::: Data shown
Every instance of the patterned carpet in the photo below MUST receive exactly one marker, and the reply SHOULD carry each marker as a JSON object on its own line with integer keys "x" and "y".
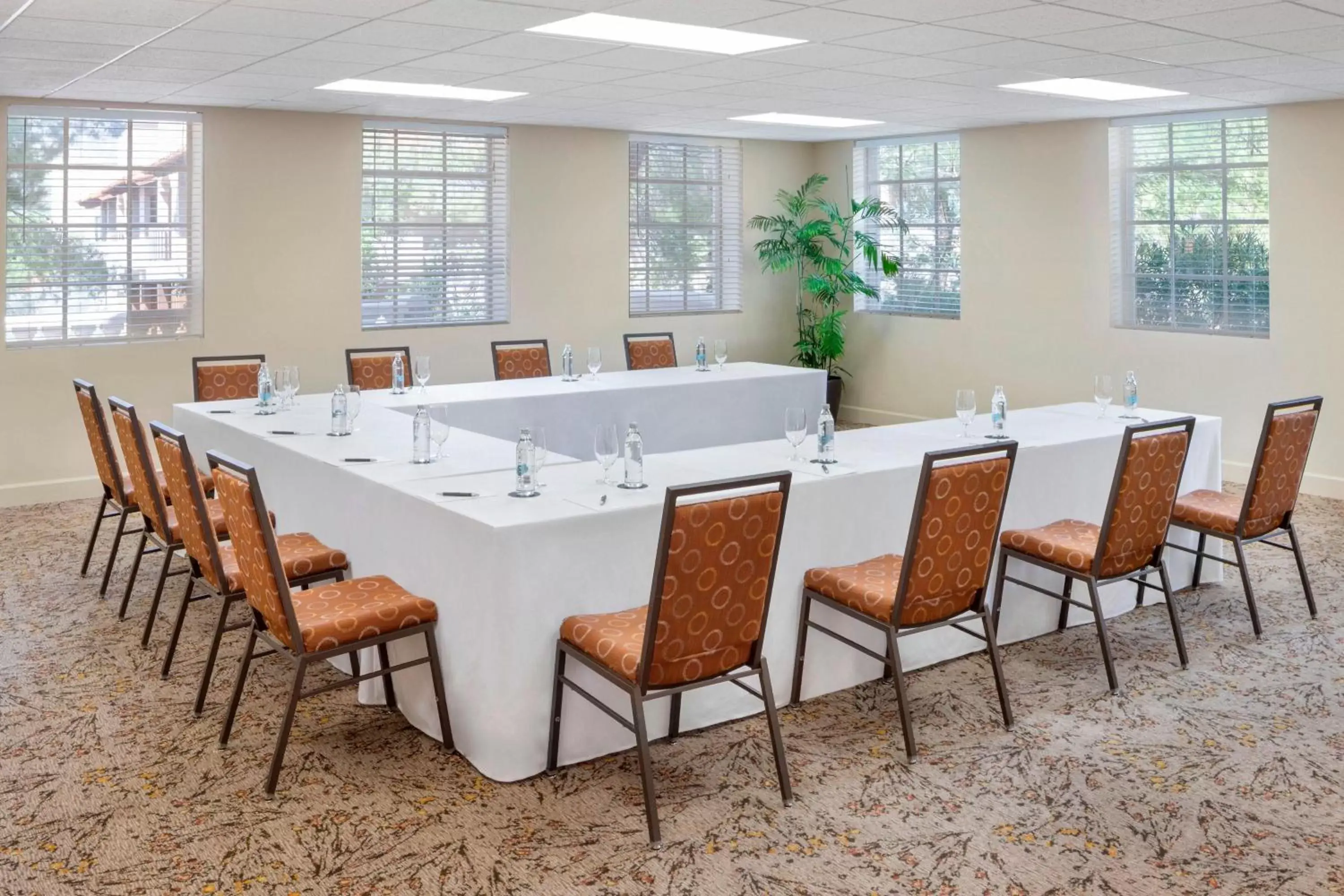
{"x": 1228, "y": 778}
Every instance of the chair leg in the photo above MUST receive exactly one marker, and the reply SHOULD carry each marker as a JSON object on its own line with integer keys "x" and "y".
{"x": 389, "y": 691}
{"x": 1112, "y": 679}
{"x": 900, "y": 677}
{"x": 1174, "y": 614}
{"x": 131, "y": 577}
{"x": 642, "y": 742}
{"x": 93, "y": 535}
{"x": 1301, "y": 569}
{"x": 277, "y": 759}
{"x": 445, "y": 727}
{"x": 553, "y": 745}
{"x": 112, "y": 554}
{"x": 159, "y": 594}
{"x": 996, "y": 664}
{"x": 238, "y": 685}
{"x": 177, "y": 626}
{"x": 1199, "y": 560}
{"x": 1246, "y": 586}
{"x": 209, "y": 672}
{"x": 772, "y": 718}
{"x": 796, "y": 692}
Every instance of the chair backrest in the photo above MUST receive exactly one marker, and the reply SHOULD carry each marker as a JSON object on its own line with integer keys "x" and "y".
{"x": 139, "y": 468}
{"x": 650, "y": 351}
{"x": 713, "y": 581}
{"x": 521, "y": 359}
{"x": 955, "y": 531}
{"x": 225, "y": 377}
{"x": 96, "y": 426}
{"x": 1143, "y": 493}
{"x": 254, "y": 546}
{"x": 1280, "y": 462}
{"x": 194, "y": 527}
{"x": 373, "y": 367}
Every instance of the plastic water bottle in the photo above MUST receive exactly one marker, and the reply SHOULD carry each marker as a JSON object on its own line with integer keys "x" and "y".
{"x": 1131, "y": 397}
{"x": 999, "y": 413}
{"x": 339, "y": 418}
{"x": 826, "y": 436}
{"x": 420, "y": 437}
{"x": 526, "y": 457}
{"x": 633, "y": 458}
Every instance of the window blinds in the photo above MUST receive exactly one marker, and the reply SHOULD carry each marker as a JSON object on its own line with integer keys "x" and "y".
{"x": 103, "y": 226}
{"x": 435, "y": 233}
{"x": 920, "y": 178}
{"x": 686, "y": 226}
{"x": 1190, "y": 207}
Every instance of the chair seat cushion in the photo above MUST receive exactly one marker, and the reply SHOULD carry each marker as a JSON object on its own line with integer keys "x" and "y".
{"x": 1068, "y": 543}
{"x": 1206, "y": 509}
{"x": 869, "y": 587}
{"x": 332, "y": 616}
{"x": 300, "y": 554}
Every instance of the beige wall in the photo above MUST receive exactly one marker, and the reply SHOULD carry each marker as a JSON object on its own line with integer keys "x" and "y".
{"x": 281, "y": 230}
{"x": 1035, "y": 312}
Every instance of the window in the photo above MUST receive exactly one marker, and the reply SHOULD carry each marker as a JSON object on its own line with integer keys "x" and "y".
{"x": 103, "y": 226}
{"x": 435, "y": 236}
{"x": 920, "y": 178}
{"x": 686, "y": 226}
{"x": 1190, "y": 207}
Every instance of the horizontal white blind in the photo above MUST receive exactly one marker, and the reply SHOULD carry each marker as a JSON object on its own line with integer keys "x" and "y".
{"x": 686, "y": 226}
{"x": 921, "y": 179}
{"x": 103, "y": 226}
{"x": 435, "y": 226}
{"x": 1190, "y": 230}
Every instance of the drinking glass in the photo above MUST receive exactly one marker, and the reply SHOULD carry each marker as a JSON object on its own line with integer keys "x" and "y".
{"x": 795, "y": 429}
{"x": 1103, "y": 392}
{"x": 607, "y": 448}
{"x": 439, "y": 428}
{"x": 965, "y": 410}
{"x": 421, "y": 366}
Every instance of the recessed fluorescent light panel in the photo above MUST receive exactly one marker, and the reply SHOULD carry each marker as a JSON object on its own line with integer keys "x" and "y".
{"x": 807, "y": 121}
{"x": 650, "y": 33}
{"x": 1092, "y": 89}
{"x": 412, "y": 89}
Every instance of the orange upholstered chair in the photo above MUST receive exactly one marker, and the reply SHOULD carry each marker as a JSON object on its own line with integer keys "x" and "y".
{"x": 1128, "y": 544}
{"x": 940, "y": 581}
{"x": 705, "y": 622}
{"x": 225, "y": 377}
{"x": 214, "y": 566}
{"x": 650, "y": 351}
{"x": 311, "y": 626}
{"x": 370, "y": 369}
{"x": 1266, "y": 509}
{"x": 521, "y": 359}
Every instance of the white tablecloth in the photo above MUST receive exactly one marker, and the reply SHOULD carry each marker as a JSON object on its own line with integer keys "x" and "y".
{"x": 506, "y": 571}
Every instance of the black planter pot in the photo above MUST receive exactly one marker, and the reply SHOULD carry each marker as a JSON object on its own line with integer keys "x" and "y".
{"x": 834, "y": 388}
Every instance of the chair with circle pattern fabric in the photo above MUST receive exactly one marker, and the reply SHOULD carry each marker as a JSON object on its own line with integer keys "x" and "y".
{"x": 650, "y": 351}
{"x": 1266, "y": 509}
{"x": 705, "y": 622}
{"x": 940, "y": 581}
{"x": 521, "y": 359}
{"x": 371, "y": 369}
{"x": 1127, "y": 547}
{"x": 222, "y": 378}
{"x": 316, "y": 625}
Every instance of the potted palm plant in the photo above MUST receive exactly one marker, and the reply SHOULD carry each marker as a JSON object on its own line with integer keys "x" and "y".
{"x": 820, "y": 244}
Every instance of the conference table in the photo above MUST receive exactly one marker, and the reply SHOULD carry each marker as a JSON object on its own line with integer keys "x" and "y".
{"x": 506, "y": 571}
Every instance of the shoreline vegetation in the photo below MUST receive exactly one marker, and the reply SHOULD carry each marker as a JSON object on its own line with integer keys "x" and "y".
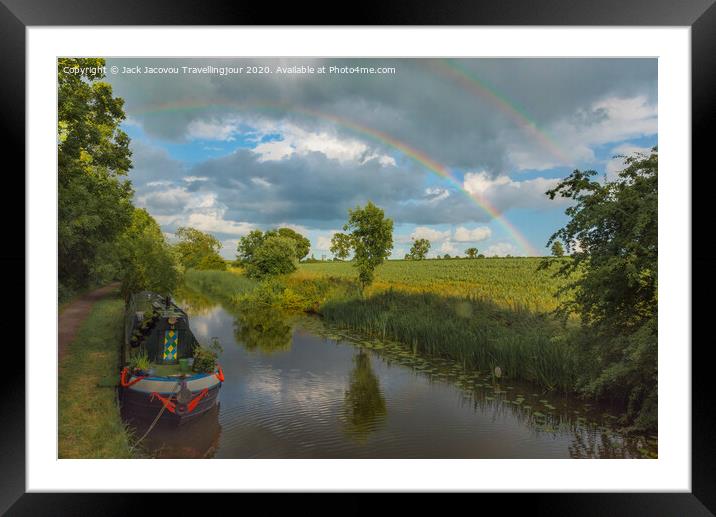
::::::
§ **Assignment**: Your task is to transcribe exactly the lines from the one containing "Every instance of the potted" through the final line of the entries above, pictures excluded.

§ **Solution to the problem**:
Every instance of the potted palm plant in the photo above MUST receive exactly one marker, and the reply SHOULD carry each marker as a JSON object on its own line with integer keys "x" and "y".
{"x": 820, "y": 244}
Every instance of the conference table in the photo above MUST receive exactly one marker, and the reply SHOULD carry each marker as a JSON object on its own line with integer keys "x" and "y".
{"x": 506, "y": 571}
Every instance of the shoreline vegetation in the photo below MUST receive exactly one marker, and the reply SHOULD carry each marker as a JSON object on its own line with integer keys "x" and "y".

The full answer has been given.